→ ESTRATTO DELLA PAGINA:
Heidegger diceva che “il linguaggio è la casa dell’essere”: parlare la stessa lingua, seppure dicendo cose antitetiche, contiene comunque un riconoscimento di legittimità; parlare linguaggi che non possono comunicare tra loro, anche dicendo le stesse cose, è l’anticamera dello scontro. “Girarla” su Trump vorrebbe dire semplicemente sviare la questione e non rispondere al perché di tutto questo (che riguarda tutti noi, come la presa della Bastiglia ha riguardato tutto il mondo di fine Settecento).

La risposta è radicale e, nell’ottica linguistica ed antropologica, si articola a partire da due argomentazioni. La prima: la democrazia intesa come insieme di regole inviolabili e sacre di fair play istituzionale tra i contrari è stato un sistema perfetto fino a quando il mondo era diviso in due blocchi contrapposti che si minacciavano a vicenda e, in Occidente, l’alternanza tra idee (progressiste e conservatrici) era un fatto di forma più che di sostanza (era decisivo mantenere il proprio posizionamento geopolitico nello scacchiere mondiale).

→ ESTRATTI DI DATI:

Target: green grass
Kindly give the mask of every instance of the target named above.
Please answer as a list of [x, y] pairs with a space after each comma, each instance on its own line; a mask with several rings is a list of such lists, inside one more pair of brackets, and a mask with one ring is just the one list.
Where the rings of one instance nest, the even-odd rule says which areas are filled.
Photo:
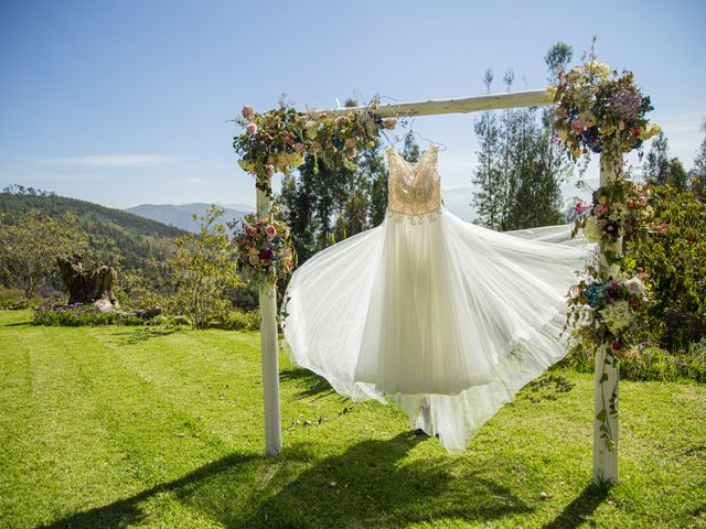
[[268, 460], [256, 333], [29, 320], [0, 311], [2, 528], [706, 527], [704, 385], [621, 384], [601, 492], [590, 375], [550, 371], [449, 455], [281, 357]]

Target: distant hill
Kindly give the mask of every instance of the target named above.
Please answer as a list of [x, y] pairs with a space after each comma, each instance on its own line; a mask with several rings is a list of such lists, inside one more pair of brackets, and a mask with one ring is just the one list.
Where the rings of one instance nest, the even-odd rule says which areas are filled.
[[54, 218], [67, 212], [75, 214], [78, 229], [89, 234], [96, 245], [105, 240], [113, 241], [122, 255], [121, 267], [139, 270], [140, 276], [158, 290], [164, 285], [169, 273], [165, 260], [174, 248], [174, 238], [184, 234], [174, 226], [92, 202], [46, 192], [0, 193], [0, 213], [20, 216], [30, 209], [38, 209]]
[[473, 202], [473, 190], [470, 187], [454, 187], [452, 190], [441, 190], [441, 198], [446, 208], [463, 220], [472, 223], [475, 218]]
[[[151, 218], [159, 223], [175, 226], [188, 231], [199, 231], [199, 220], [192, 218], [193, 214], [204, 216], [211, 204], [193, 203], [193, 204], [140, 204], [139, 206], [128, 207], [125, 210], [140, 215], [145, 218]], [[253, 213], [254, 207], [246, 204], [218, 204], [218, 207], [225, 209], [223, 219], [225, 222], [239, 220], [243, 215]]]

→ AZIONI RICHIESTE:
(1) Riscrivi in forma più breve il paragrafo dell'estratto che inizia con “La risposta è radicale”, conservandone i fatti principali.
(2) Trascrivi senza modifiche il tratto dell'estratto che va da “Heidegger diceva che” fino a “di fine Settecento).”.
I record non hanno alcun ruolo in questo lavoro.

→ RISPOSTE SCRITTE:
(1) La risposta è radicale e, sul piano linguistico e antropologico, poggia su due argomentazioni. La prima riguarda la democrazia come insieme di regole sacre di fair play istituzionale tra avversari. Questo sistema è stato perfetto finché il mondo era diviso in due blocchi che si minacciavano a vicenda. In quella fase, in Occidente, l'alternanza tra idee progressiste e conservatrici era più formale che sostanziale, perché contava soprattutto mantenere la propria posizione geopolitica.

(2)
Heidegger diceva che “il linguaggio è la casa dell’essere”: parlare la stessa lingua, seppure dicendo cose antitetiche, contiene comunque un riconoscimento di legittimità; parlare linguaggi che non possono comunicare tra loro, anche dicendo le stesse cose, è l’anticamera dello scontro. “Girarla” su Trump vorrebbe dire semplicemente sviare la questione e non rispondere al perché di tutto questo (che riguarda tutti noi, come la presa della Bastiglia ha riguardato tutto il mondo di fine Settecento).